_Problem requirements_
Reproduce the items below word for word, from the start of the items through the line containing "x=12, y=261", with both ends included. Omit the pictures from your answer.

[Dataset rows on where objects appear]
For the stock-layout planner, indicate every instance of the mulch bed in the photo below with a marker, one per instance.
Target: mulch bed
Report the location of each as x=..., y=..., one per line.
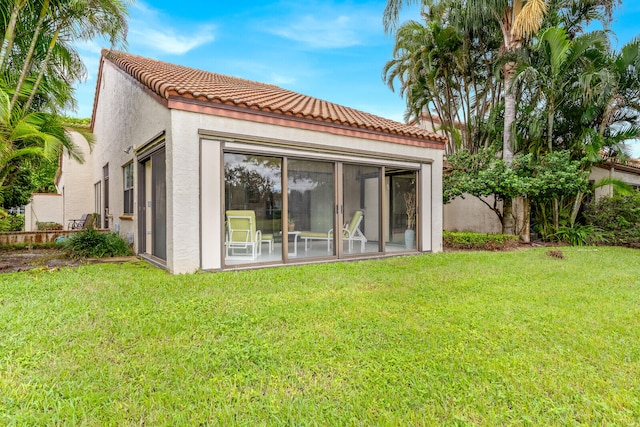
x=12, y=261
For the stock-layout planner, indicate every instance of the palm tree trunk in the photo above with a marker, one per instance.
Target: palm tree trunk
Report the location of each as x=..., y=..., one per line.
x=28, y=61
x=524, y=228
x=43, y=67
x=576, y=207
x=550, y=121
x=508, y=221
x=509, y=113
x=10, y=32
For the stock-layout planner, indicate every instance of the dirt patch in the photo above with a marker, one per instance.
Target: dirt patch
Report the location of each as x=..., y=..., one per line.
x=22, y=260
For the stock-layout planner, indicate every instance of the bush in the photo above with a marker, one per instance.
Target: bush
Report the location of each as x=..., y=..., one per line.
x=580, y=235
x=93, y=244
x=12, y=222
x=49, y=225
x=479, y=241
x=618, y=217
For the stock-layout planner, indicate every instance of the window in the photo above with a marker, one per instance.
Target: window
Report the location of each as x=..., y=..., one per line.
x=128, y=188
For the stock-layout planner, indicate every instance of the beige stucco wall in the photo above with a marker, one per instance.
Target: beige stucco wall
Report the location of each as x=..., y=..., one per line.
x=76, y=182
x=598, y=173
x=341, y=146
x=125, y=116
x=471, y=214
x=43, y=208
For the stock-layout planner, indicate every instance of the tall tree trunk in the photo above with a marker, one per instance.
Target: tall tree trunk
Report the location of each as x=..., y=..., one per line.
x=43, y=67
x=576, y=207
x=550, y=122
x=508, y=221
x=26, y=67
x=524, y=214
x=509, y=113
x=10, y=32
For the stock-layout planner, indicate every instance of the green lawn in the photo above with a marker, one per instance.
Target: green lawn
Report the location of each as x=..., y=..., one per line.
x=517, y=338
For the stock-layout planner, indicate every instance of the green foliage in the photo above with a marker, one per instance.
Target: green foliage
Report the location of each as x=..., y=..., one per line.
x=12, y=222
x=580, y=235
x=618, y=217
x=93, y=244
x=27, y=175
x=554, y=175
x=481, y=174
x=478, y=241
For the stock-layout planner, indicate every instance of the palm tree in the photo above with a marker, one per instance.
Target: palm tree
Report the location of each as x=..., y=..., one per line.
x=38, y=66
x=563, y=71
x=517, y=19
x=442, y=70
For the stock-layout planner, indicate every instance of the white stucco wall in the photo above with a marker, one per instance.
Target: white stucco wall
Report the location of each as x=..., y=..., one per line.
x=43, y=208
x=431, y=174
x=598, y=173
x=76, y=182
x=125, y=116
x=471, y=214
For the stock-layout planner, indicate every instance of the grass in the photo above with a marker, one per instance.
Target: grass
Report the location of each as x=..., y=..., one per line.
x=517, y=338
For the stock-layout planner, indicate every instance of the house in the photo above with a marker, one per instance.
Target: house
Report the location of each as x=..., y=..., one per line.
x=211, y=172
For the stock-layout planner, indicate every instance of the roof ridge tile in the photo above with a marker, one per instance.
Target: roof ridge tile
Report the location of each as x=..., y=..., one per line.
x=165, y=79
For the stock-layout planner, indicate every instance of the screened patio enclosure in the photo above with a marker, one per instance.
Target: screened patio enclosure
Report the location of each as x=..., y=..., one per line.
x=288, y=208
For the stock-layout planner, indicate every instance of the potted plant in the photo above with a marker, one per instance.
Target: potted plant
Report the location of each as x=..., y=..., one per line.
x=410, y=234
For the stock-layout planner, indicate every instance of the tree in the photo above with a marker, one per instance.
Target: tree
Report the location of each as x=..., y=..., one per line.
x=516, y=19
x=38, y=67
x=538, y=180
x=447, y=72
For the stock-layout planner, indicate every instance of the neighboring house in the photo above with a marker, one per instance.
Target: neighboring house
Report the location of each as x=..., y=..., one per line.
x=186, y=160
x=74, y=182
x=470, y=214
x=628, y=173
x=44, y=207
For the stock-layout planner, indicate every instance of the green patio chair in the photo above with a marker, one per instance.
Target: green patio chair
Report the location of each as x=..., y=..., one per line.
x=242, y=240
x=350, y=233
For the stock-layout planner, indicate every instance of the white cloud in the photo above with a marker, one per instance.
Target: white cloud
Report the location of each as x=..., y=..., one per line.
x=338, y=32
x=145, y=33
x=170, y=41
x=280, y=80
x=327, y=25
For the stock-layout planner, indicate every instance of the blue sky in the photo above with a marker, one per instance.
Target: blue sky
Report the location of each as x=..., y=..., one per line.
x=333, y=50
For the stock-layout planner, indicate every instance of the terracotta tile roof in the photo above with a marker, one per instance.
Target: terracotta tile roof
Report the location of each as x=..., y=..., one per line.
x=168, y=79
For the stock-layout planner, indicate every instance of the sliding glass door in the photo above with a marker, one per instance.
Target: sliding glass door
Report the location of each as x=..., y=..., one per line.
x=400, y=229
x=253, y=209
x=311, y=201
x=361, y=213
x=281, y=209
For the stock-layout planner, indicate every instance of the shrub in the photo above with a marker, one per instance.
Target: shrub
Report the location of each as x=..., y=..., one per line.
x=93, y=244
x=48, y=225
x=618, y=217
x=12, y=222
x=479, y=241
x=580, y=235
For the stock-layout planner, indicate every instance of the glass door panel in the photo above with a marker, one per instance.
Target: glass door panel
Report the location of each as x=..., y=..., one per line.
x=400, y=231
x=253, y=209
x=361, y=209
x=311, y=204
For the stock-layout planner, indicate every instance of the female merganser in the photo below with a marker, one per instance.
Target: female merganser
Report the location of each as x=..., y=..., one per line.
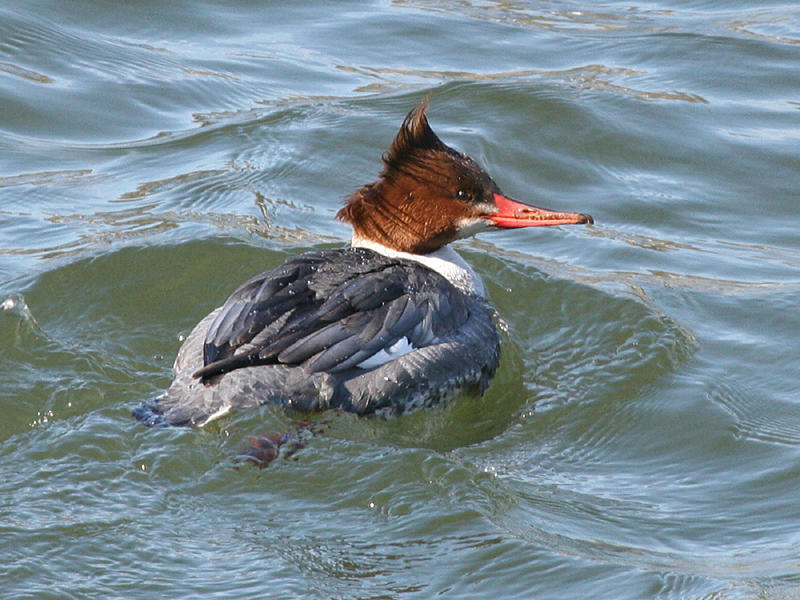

_The answer_
For the stock-layout planner, indicate every instance of the mulch bed in the photo below with a marker, one per instance.
Target: mulch bed
Report the location of each as x=..., y=..., one per line.
x=12, y=261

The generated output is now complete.